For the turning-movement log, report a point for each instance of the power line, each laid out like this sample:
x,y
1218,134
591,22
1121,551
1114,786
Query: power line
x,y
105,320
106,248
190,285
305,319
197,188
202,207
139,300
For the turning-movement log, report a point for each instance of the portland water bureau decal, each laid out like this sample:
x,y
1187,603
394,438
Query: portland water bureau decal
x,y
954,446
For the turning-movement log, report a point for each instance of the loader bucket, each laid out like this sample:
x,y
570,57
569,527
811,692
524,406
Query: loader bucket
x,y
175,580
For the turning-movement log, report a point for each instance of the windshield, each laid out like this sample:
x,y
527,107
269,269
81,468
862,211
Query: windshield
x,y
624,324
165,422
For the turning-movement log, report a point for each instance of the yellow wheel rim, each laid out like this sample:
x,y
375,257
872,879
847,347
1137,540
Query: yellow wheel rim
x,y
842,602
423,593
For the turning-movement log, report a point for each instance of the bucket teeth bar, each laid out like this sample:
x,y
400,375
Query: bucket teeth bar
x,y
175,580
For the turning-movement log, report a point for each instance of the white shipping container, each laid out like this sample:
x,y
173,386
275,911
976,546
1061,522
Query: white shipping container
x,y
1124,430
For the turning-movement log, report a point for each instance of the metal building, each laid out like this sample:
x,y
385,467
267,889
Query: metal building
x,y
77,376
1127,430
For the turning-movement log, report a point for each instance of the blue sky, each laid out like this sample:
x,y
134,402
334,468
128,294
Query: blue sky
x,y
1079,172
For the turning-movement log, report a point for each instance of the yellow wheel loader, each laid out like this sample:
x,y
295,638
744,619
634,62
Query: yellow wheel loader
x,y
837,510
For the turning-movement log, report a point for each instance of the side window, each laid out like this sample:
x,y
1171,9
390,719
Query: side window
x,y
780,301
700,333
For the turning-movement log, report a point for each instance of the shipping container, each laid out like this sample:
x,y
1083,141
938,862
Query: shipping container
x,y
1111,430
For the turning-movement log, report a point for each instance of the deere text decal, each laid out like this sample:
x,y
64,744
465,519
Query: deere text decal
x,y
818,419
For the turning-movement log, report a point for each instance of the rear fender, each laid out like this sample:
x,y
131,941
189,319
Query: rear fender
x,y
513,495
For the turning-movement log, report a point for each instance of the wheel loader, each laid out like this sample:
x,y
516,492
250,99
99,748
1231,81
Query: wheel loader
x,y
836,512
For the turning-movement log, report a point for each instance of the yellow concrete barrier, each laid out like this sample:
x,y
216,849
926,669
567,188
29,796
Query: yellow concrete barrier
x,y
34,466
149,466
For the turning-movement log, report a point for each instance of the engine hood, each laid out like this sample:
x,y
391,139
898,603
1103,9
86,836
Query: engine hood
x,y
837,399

◇ ◇ ◇

- **Written instruction**
Output every record above exactly as it appears.

- **Full response**
For the turning-movement log, report a point for each instance of the power line, each laid out like this sample:
x,y
1218,134
591,22
1121,551
1114,786
Query: power line
x,y
105,320
106,248
190,285
305,319
197,188
202,207
139,300
For the turning-movement log, report a point for each instance of the portland water bureau decal, each laid out like this sample:
x,y
1187,603
394,438
Query: portland water bureau decal
x,y
954,446
For the turning-movement log, report a point for each instance of the loader bucket, each laid out like this sample:
x,y
570,57
569,527
811,692
524,406
Query: loader bucket
x,y
175,580
For the turning-movement log, report a point for each instance of the windshield, each laid out like this sample:
x,y
527,107
269,269
81,468
862,211
Query: windshield
x,y
624,324
165,422
For the turning-movement log, report a point for each instance of the yellow wheel rim, each laid out like this sample:
x,y
375,257
872,879
847,347
1137,540
Query: yellow wheel rim
x,y
842,602
423,593
For the turning-movement log, report a point for each instance of the bucket teeth bar, each laid out like this sample:
x,y
400,375
Query: bucket teeth bar
x,y
175,580
For the turning-movement log, report a point for each instance of the white shipping container, each laid out like this sample:
x,y
173,386
275,911
976,546
1061,522
Query: white shipping container
x,y
1124,430
For the turning-movement log, report a point for each instance of the metal building, each laid out like this sample:
x,y
385,467
267,889
Query: metal building
x,y
77,376
1127,430
For the turning-movement log, report a point for each instance of the blue sky, each laid out like this sample:
x,y
134,402
334,468
128,294
Query: blue sky
x,y
1079,172
For the turning-movement log, report a point for each instance of the yellow wheel loader, each laid out like this sample:
x,y
295,638
744,619
634,62
Query: yellow wheel loader
x,y
837,510
For the turning-movement log, report a point for each instance of the side window, each laid out like this sample:
x,y
1171,9
390,719
Query: side window
x,y
780,301
700,333
For the turning-movement log, report a point for each instance of the shipping container, each laid out like this sample:
x,y
1083,141
938,862
Query: shipping container
x,y
1111,430
For the turning-movement log, report a point for each instance of the deere text decal, each laid out like this sample:
x,y
64,744
465,519
Query: deere text decal
x,y
818,419
For the turning-movement log, report a point for each instance of the rear fender, each laid out like this sample:
x,y
131,941
189,319
Query: rear fender
x,y
513,495
For the turning-movement log, report a point for each instance of the wheel loader, each laid out like this sample:
x,y
516,492
250,99
99,748
1231,81
Query: wheel loader
x,y
836,512
For the turning-movement log, report a point for each instance of the yellow concrete barrier, each laid out like this sample:
x,y
216,849
926,669
567,188
29,796
Query: yellow concrete barrier
x,y
34,466
149,466
For the turning-movement log, report a point for each instance of the engine hood, each laid out like this sample:
x,y
391,139
898,603
1103,9
86,836
Query: engine hood
x,y
837,399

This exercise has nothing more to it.